Scan the entries below for the word "casement" and copy every line in which it occurs.

· · · ·

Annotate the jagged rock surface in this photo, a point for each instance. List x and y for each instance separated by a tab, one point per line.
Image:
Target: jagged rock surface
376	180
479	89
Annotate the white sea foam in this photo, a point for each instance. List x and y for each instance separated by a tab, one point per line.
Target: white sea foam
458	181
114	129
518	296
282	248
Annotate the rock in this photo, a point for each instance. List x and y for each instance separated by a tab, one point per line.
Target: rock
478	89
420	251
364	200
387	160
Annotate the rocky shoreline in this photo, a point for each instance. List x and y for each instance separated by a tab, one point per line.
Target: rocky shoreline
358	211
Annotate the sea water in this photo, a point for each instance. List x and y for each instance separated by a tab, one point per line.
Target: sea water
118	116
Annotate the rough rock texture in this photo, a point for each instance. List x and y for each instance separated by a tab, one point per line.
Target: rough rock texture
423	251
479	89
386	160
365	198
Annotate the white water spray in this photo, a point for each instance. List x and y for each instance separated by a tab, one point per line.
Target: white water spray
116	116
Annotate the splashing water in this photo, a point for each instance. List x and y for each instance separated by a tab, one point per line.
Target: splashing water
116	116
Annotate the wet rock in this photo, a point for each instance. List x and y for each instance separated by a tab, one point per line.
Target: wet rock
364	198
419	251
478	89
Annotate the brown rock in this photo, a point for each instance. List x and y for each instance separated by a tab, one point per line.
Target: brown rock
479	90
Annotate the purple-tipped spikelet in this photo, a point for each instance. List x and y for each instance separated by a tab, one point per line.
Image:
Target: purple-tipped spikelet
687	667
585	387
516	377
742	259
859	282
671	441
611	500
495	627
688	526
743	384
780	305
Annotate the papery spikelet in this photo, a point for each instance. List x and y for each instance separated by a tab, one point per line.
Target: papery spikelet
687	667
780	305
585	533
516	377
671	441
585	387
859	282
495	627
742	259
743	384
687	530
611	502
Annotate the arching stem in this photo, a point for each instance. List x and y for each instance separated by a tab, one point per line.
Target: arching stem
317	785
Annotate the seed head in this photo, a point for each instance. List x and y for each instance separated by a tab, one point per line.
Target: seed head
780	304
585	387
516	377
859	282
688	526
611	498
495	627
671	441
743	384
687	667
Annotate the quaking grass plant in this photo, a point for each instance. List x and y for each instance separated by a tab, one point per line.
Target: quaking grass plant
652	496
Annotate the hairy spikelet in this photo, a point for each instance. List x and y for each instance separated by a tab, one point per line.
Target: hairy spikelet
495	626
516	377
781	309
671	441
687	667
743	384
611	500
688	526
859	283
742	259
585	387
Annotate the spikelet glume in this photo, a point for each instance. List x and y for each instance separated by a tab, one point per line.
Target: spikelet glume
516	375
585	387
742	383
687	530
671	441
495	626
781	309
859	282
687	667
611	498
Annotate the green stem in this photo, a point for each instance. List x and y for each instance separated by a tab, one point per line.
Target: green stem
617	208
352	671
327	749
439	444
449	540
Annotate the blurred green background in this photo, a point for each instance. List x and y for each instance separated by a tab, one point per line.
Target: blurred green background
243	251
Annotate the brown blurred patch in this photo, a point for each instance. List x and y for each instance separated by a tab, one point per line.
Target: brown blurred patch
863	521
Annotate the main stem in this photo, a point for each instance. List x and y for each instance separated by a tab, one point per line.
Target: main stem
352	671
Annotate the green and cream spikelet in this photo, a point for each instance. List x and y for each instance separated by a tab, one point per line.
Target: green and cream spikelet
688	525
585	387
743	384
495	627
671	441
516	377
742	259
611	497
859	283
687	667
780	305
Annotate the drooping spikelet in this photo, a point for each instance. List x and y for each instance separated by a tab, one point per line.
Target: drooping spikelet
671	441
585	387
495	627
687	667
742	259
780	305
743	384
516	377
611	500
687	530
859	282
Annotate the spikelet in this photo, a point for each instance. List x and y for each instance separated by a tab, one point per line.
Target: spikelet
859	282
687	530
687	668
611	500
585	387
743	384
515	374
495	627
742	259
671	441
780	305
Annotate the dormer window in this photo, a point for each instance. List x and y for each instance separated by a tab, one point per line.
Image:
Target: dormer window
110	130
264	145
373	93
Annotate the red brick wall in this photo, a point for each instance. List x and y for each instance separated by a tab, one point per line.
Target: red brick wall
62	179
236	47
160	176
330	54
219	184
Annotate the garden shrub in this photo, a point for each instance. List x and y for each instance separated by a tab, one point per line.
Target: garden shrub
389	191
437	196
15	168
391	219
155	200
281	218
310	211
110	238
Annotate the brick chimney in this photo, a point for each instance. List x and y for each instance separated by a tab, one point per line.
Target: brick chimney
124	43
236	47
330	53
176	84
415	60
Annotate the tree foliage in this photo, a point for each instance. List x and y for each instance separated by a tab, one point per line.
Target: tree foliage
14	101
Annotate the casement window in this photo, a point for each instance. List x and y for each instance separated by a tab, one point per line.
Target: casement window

· · · ·

_Finished exercise_
Annotate the casement window in this photo, a point for each instance. List x and y for each instance separated by a tab, one point per line.
Target: casement window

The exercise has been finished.